■ EXCERPTED TEXT ■
--------------------

This is generally ok to me. I didn't write a SIMD probe because in our
scenario the probe is not the bottleneck.
But welcome to contribute to it!

I also noticed that in arrow-cpp, it has a SIMD-implemented SBBF. I don't
know whether it's ok to share a
same implementation or extract it out.

Best,
Xuwei Fu

Dan Mattheiss <[email protected]> 于2026年5月17日周日 04:21写道:

> Hi Antoine,
>
> Done — xsimd port is in branch parquet-xsimd-port of the repo, diff-test
> bit-identical to scalar (167M pairs, 0 mismatches), builds clean under
> -Wall -Wextra.
>
> 20-rep medians on Sapphire Rapids @ 2.1 GHz (virtualised), post-hash probe
> (XXH64 computed at setup, excluded from the timed loop):
>
> |Regime |scalar|xsimd single-key|xsimd 4-way bulk|
> |------------------|-----:|---------------:|---------------:|
> |Small (in-cache) |12.35 |2.48 (5.0×) |1.73 (7.1×) |
> |Medium (out-of-L3)|18.40 |7.41 (2.5×) |7.17 (2.6×) |
> |Large (deep DRAM) |31.05 |22.10 (1.4×) |18.67 (1.7×) |
>
> Same-machine A/B against raw _mm256_* intrinsics is within noise across
> every regime: -3% to +8%, with the +8% only on the single-key in-cache
> path. The xsimd form has one extra vpandn vs raw testc (which folds the
> andnot into vptest), which accounts for the ~1 cycle on the in-cache hot
> path. A direct xsimd::testc(batch, batch) would close it.
>
> One finding worth recording for the PR description. The natural xsimd
> translation of _mm256_testc_si256 — xsimd::all((blk & mask) == mask) —
> lowers to 5 instructions through a vpcmpeqd + vpcmpeqd(allones) + vptest
> chain rather than a single vptest. xsimd’s public testc(batch, batch)

--------------------

■ ENTRIES SHOWN ■
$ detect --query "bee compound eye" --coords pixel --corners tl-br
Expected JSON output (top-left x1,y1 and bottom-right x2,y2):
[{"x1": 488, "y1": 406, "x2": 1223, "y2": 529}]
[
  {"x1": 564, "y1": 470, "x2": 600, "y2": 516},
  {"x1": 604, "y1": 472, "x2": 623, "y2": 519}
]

--------------------

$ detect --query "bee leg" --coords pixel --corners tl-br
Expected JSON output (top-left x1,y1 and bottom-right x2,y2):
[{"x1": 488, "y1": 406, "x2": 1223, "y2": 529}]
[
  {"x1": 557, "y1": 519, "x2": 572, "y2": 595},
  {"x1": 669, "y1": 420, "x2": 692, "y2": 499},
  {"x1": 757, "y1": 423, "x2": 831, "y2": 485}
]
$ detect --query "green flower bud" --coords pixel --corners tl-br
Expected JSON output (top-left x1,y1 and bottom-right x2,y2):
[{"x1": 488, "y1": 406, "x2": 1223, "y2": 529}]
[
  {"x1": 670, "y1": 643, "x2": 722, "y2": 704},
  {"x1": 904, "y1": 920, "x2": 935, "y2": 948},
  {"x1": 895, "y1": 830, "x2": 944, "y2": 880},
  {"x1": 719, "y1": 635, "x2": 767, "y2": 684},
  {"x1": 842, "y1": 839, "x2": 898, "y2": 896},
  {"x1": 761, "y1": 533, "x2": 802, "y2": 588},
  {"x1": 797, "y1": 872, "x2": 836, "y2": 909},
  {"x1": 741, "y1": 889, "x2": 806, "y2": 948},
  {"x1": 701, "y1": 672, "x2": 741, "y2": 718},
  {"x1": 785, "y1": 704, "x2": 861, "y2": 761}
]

--------------------

From the email thread on the xsimd port, quote word for word the part that opens with the words containing "But welcome to" and closes with "extract it out.".

■ COMPLETE RESPONSE ■
But welcome to contribute to it!

I also noticed that in arrow-cpp, it has a SIMD-implemented SBBF. I don't
know whether it's ok to share a
same implementation or extract it out.